Rewrite the part of the data below that opens at its very start and closes with the line containing "90;253;146;418", requests included, shifting every bounding-box coordinate in the answers by -103. Leave the pictures out of your answer.
━━━ Extracted entries ━━━
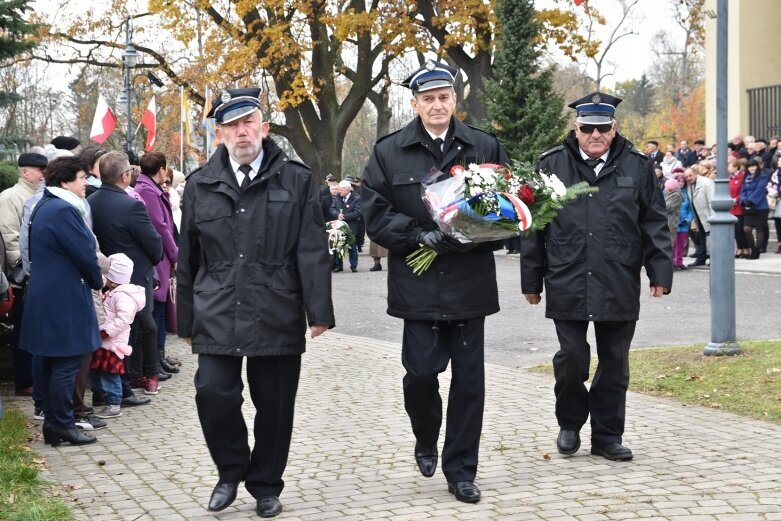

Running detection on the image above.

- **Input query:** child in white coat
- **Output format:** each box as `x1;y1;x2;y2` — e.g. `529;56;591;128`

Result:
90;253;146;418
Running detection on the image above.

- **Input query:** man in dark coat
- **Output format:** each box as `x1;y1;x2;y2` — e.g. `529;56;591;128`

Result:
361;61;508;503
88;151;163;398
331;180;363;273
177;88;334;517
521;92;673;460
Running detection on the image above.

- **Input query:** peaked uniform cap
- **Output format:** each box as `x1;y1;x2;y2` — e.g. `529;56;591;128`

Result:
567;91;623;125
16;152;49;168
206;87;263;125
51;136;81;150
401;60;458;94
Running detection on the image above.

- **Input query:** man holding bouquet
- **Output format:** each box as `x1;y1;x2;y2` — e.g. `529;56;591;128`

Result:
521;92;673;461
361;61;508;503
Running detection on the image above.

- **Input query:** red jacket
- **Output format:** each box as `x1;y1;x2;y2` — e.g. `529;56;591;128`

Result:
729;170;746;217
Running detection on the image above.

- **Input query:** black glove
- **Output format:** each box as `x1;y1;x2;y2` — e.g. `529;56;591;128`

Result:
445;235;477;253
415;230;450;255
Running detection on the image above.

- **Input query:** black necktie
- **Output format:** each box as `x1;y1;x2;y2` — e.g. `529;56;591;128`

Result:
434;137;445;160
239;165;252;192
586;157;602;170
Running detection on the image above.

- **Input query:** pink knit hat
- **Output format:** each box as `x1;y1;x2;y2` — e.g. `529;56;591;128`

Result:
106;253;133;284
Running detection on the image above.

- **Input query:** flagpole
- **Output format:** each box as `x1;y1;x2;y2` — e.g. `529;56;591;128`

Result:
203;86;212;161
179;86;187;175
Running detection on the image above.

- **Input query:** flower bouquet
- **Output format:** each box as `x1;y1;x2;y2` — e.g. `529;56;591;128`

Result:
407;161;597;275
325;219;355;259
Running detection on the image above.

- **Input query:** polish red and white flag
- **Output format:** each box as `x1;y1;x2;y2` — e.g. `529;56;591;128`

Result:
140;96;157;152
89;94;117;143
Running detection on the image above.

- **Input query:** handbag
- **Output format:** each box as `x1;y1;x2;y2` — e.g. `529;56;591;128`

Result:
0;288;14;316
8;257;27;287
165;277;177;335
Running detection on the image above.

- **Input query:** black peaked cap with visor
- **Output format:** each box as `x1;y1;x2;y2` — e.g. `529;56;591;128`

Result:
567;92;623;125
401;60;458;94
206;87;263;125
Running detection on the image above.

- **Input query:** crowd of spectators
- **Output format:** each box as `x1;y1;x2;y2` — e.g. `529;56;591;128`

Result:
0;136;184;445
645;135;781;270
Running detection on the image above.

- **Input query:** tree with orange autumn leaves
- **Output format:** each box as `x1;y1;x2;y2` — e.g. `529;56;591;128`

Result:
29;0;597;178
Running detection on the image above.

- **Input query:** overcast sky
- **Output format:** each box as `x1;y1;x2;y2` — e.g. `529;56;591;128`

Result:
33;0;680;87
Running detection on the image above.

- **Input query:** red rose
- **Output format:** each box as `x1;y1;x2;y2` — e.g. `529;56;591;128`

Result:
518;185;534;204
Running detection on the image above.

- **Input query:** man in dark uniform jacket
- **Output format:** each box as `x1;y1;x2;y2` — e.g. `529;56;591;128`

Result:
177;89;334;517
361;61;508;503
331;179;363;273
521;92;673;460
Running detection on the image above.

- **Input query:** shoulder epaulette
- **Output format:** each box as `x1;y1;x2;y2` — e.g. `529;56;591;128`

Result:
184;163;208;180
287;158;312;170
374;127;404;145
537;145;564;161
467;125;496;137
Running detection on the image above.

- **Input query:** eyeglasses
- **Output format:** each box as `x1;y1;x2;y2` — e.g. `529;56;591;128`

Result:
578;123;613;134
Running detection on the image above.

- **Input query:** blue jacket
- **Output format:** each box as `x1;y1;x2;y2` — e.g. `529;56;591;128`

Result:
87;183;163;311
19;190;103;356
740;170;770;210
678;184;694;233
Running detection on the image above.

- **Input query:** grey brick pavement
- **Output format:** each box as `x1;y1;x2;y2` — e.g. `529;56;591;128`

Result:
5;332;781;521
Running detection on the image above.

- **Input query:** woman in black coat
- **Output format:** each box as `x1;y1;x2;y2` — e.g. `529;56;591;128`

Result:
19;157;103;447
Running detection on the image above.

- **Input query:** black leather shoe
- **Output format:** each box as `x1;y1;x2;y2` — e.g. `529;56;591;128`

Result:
━━━
Answer to the exercise:
Running detection on the image above.

- **Input query:** child in white coat
- **Output format:** each box as `x1;y1;x2;y2` — e.g. `529;56;591;128`

Result:
-13;150;43;315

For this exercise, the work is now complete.